*Passage provided*
Unsoundness in `Pin`

Why would this be enough?

The compiler knows that DummyTrait is not implemented for the type the user provides due to coherence (assuming the type is defined in the crate with the exploit impl), and so that impl doesn't prevent the exploit impl, no?

Seems like the simplest thing would be to use specialization to have Pin::as_mut and Pin::clone panic in the exploitable cases, which would be backwards compatible (assuming no code relies on this behavior).

Even better, make them unavailable at compile time, although that requires to support specialized negative impls.

1 Like

Here's just the first method without the macro to switch between both; I found that easier to follow.


As you said yourself in the next paragraph, this is not at all about stack vs. heap, and it also has nothing inherently to do with pointers. It is about containers in general and that you can pin a container without pinning its content (whether that content is stored in-line or behind a ptr indirection is irrelevant). And that is a core feature of pinning.

No, I disagree on the causal connection you are drawing here. The proper fix for this complex discussion is support for pinning in the compiler.


I have noticed that as a common point of confusion, but I see no strong connection between that as the safety of as_ref. Back when the API got discussed, I was worried about safe as_ref (mostly because it made the formalism more tricky), but my proposed alternative still would make pinning a non-structural property. I think changing pinning the way you suggested (that everything recursively is pinned) would make it basically useless -- after all, self-referential async fn still want to have the ability to move out of their unpinned local variables.

Whether pinning propagates into inner data and whether as_ref is safe are distinct considerations, the only connection is that one of the four possible combinations (pinning always propagates + as_ref is safe) is unsound. But propagating pinning was never a reasonable option for us (AFAIK).

I also don't see the soundness issue as being caused by not propagating pinning. The soundness issue was introduced when we moved from Pin+PinMut+PinBox (dedicated pinned pointer types) to the generic Pin wrapper, and made that rely on existing safe traits only (Deref+DerefMut).

So, I agree with all of your factual statements but with basically none of the conclusions and causal relationships you are deducing from those. :wink:


The proper fix IMO is to require some unsafe trait in Pin::new and Pin::deref/Pin::deref_mut that is used as an explicit marker that the type and Deref/DerefMut impl are well-behaved:

unsafe trait PinDeref: Deref {}
unsafe trait PinDerefMut: PinDeref+DerefMut {}

Then these two should be used everywhere that Deref/DerefMut is used in the Pin API. In fact I had a bad feeling about this exact point when the API landed, but was unable to actually construct a tangible example... maybe I should trust my feelings more. :wink:

Alas, now it is probably too late for the proper fix.

*Objectives*
[a] Reproduce verbatim the portion of the thread on unsoundness in `Pin` that begins at the words "The compiler knows" and ends after the words "on this behavior).".
[b] Answer these questions from the thread on unsoundness in `Pin`:
(i) Which two methods does one post propose making panic in the exploitable cases by means of specialization?
(ii) According to the thread, the soundness issue was introduced by a move from which dedicated pinned pointer types to the generic Pin wrapper?
(iii) What are the names of the two unsafe traits proposed as the fix?
[c] Write the next portion of the thread on unsoundness in `Pin`, beginning after its final sentence.

*Entries shown*

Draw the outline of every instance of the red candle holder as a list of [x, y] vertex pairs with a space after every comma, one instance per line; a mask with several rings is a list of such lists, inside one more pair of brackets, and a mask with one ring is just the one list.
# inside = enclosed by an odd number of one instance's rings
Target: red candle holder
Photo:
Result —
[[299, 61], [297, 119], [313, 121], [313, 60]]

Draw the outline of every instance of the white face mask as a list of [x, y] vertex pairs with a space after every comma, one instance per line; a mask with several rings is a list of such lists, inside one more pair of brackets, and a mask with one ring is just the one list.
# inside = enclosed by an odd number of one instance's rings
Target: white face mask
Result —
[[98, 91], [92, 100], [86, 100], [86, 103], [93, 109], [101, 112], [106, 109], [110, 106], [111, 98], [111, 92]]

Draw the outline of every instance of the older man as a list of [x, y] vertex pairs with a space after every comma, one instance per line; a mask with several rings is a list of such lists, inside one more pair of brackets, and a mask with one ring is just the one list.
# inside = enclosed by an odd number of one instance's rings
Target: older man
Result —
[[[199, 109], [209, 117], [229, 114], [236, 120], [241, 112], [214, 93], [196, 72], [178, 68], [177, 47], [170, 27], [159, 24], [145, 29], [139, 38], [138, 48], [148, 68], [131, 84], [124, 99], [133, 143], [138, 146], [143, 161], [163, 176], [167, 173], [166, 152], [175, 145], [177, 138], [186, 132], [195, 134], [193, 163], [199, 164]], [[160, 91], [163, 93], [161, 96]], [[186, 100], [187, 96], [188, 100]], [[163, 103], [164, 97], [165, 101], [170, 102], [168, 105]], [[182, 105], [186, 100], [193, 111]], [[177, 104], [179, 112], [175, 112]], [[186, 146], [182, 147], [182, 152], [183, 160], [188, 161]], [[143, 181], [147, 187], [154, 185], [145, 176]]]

*Expected responses*
[a]
The compiler knows that DummyTrait is not implemented for the type the user provides due to coherence (assuming the type is defined in the crate with the exploit impl), and so that impl doesn't prevent the exploit impl, no?

Seems like the simplest thing would be to use specialization to have Pin::as_mut and Pin::clone panic in the exploitable cases, which would be backwards compatible (assuming no code relies on this behavior).

[b]
(i) Pin::as_mut and Pin::clone.
(ii) Pin, PinMut and PinBox.
(iii) PinDeref and PinDerefMut.

[c]
15 Likes

Talking about our stability guarantees, aren't soundness problems exempt?

25 Likes

As a soundness fix, I'd argue adding an unsafe trait bound to Pin::new/deref/deref_mut is about as uninvasive as a breaking change can get. The only requirement is to add the marker trait impl, which is about as trivial as a fix can get.

The other "morally correct" fix of preventing "lying" deref/mut implementations on #[fundamental] types is more theoretically breaking, as it removes potentially correct code (in the absence of pin) without providing a simple alternative. Although, this one has the advantage of not breaking anything unless it actually has a chance of being unsound, and there's a decent chance it's not even used for legitimate cases.

9 Likes

You're right, it wouldn't be enough as written. I misunderstood the coherence rules around blanket impls.

For the record, I'm somewhat persuaded by the suggestions by others to use a different approach entirely, like @RalfJung's PinDeref and PinDerefMut. But it is possible to fix the DummyTrait approach, so I'll explain how. (I actually tested it this time...)

With my original suggestion:

impl<'a, T> DerefMut for &'a T where T: DummyTrait { ... }

the compiler does not prevent downstream crates from adding impls for local types that don't impl DummyTrait. This is because the way std could create a conflicting impl would be to add a "blanket impl", impl<T> DummyTrait for T (possibly with where clauses), and adding a blanket impl of a trait is always a breaking change (see last two paragraphs).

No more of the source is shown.